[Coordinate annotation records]
* * * *
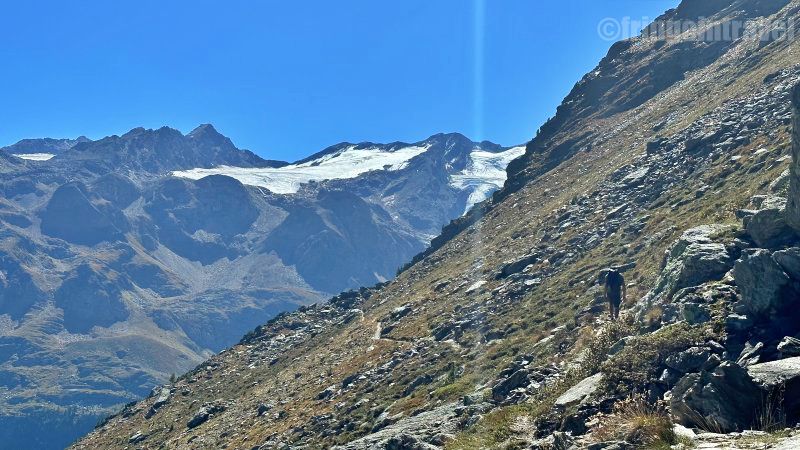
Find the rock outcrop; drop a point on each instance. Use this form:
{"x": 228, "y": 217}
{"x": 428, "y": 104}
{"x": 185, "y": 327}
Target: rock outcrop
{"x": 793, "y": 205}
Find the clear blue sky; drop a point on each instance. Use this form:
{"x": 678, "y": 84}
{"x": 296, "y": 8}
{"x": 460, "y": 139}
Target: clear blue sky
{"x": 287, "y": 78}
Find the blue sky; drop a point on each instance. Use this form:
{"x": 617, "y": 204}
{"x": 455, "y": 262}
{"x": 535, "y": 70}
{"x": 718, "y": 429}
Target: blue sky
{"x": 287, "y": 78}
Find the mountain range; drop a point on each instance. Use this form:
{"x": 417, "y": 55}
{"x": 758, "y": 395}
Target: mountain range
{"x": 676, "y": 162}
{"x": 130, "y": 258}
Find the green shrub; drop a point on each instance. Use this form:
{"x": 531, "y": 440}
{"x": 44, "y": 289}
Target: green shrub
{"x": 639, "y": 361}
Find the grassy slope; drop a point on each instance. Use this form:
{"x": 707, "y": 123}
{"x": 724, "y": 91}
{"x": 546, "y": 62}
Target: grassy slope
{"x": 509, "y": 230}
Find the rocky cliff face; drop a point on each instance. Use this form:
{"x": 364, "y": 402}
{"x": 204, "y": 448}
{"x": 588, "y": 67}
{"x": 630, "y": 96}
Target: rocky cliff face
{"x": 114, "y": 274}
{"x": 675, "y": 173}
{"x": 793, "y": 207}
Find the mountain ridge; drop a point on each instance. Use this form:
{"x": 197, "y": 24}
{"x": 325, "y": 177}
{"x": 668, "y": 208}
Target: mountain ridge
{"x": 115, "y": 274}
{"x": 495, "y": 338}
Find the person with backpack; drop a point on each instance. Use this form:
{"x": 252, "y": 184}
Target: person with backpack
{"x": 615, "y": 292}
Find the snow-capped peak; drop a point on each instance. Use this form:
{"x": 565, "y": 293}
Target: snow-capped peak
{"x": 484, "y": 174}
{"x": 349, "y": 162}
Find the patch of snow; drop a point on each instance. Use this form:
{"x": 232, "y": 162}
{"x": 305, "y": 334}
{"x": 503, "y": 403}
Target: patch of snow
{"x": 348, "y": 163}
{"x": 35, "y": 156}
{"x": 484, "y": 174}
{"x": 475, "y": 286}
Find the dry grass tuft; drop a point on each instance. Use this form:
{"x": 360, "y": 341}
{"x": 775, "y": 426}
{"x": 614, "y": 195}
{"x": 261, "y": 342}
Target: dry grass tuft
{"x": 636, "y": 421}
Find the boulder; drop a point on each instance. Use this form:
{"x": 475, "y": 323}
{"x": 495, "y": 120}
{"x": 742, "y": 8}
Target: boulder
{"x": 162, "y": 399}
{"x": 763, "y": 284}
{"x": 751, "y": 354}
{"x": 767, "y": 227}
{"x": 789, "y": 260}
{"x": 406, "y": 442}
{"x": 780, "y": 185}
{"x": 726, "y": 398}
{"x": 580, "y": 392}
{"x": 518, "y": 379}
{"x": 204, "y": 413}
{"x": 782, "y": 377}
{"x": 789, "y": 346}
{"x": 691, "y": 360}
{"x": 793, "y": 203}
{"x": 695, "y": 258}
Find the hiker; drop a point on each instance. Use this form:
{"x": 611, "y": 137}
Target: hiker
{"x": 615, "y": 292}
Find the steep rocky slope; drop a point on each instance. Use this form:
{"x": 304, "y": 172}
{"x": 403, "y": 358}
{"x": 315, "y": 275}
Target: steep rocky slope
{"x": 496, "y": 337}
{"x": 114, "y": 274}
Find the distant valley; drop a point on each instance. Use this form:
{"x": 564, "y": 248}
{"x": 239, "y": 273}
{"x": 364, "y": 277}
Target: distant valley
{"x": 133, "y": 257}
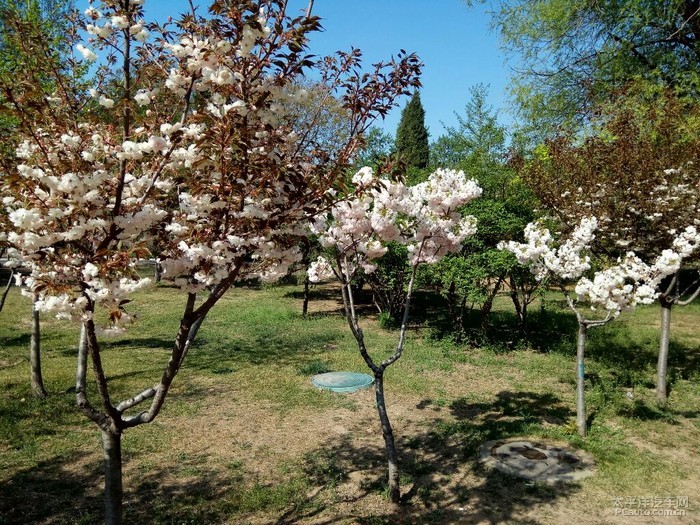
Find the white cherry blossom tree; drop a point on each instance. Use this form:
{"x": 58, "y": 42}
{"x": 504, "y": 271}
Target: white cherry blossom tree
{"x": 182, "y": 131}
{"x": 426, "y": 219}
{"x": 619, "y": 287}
* * * *
#### GOAL:
Update all the entries above so that "drop a point on each instance" becomes "place a point on every instance" wherever it appears, and keep everything else the same. Leave the pictures out of your answer.

#### COMPLETED TASK:
Find the rock outcrop; place a point on every instance. Use this form:
{"x": 228, "y": 217}
{"x": 428, "y": 104}
{"x": 185, "y": 327}
Target: rock outcrop
{"x": 793, "y": 205}
Find the clear blue sky; place a point on every instance. Use this form:
{"x": 678, "y": 84}
{"x": 296, "y": 8}
{"x": 460, "y": 139}
Target: clear blue sky
{"x": 287, "y": 78}
Find the blue sky; place a point on every instance. Use this form:
{"x": 617, "y": 204}
{"x": 455, "y": 262}
{"x": 535, "y": 70}
{"x": 718, "y": 429}
Target: blue sky
{"x": 287, "y": 78}
Find the mountain range; place a point on every instance. Use this form:
{"x": 417, "y": 55}
{"x": 758, "y": 395}
Target: mountain range
{"x": 676, "y": 162}
{"x": 130, "y": 258}
Find the green shrub; place a point on every instance. Use this form:
{"x": 531, "y": 440}
{"x": 44, "y": 289}
Target: green shrub
{"x": 639, "y": 361}
Find the grassy slope; place a point on every instance. Use this form:
{"x": 707, "y": 123}
{"x": 724, "y": 91}
{"x": 546, "y": 62}
Target: grassy slope
{"x": 509, "y": 230}
Find the rocky cliff face; place a point on every instance. Use this form:
{"x": 364, "y": 402}
{"x": 204, "y": 448}
{"x": 588, "y": 67}
{"x": 630, "y": 96}
Target: rocky cliff face
{"x": 114, "y": 274}
{"x": 675, "y": 173}
{"x": 793, "y": 207}
Find the mountain ridge; place a point on every instance. Use this form:
{"x": 197, "y": 24}
{"x": 325, "y": 177}
{"x": 668, "y": 208}
Target: mountain ridge
{"x": 115, "y": 274}
{"x": 495, "y": 338}
Find the person with backpack; place a point on every instance. Use this form:
{"x": 252, "y": 184}
Target: person with backpack
{"x": 615, "y": 292}
Find the snow-capped peak; place a point on every instance. Use this form:
{"x": 565, "y": 293}
Target: snow-capped peak
{"x": 484, "y": 174}
{"x": 349, "y": 162}
Find the patch of snow; place a point on every instance. Use this form:
{"x": 232, "y": 162}
{"x": 305, "y": 334}
{"x": 503, "y": 403}
Target: patch of snow
{"x": 348, "y": 163}
{"x": 35, "y": 156}
{"x": 484, "y": 174}
{"x": 475, "y": 286}
Find the dry grass tuft; place a point on every instance. Use this form:
{"x": 360, "y": 341}
{"x": 775, "y": 426}
{"x": 614, "y": 195}
{"x": 261, "y": 342}
Target: dry grass tuft
{"x": 636, "y": 421}
Find the boulder; place a point on every instance. Use this form:
{"x": 475, "y": 323}
{"x": 495, "y": 120}
{"x": 742, "y": 8}
Target: boulder
{"x": 162, "y": 399}
{"x": 763, "y": 284}
{"x": 751, "y": 354}
{"x": 767, "y": 227}
{"x": 789, "y": 260}
{"x": 406, "y": 442}
{"x": 780, "y": 185}
{"x": 726, "y": 398}
{"x": 580, "y": 392}
{"x": 518, "y": 379}
{"x": 204, "y": 413}
{"x": 782, "y": 377}
{"x": 789, "y": 346}
{"x": 691, "y": 360}
{"x": 793, "y": 203}
{"x": 695, "y": 258}
Find the hiker; place a point on every instance. Use this form:
{"x": 611, "y": 137}
Target: hiker
{"x": 615, "y": 292}
Find the steep rocky slope; place a point on every instance. Use this form:
{"x": 304, "y": 172}
{"x": 403, "y": 358}
{"x": 315, "y": 275}
Target: steep rocky slope
{"x": 496, "y": 337}
{"x": 114, "y": 274}
Find the distant valley; place a point on every instance. Use this form:
{"x": 564, "y": 248}
{"x": 239, "y": 273}
{"x": 364, "y": 277}
Target: distant valley
{"x": 133, "y": 257}
Find the white cherry blossom tree; place a point on every instance. Use this form:
{"x": 58, "y": 42}
{"x": 504, "y": 271}
Target: white cherry blossom tree
{"x": 182, "y": 131}
{"x": 426, "y": 219}
{"x": 619, "y": 287}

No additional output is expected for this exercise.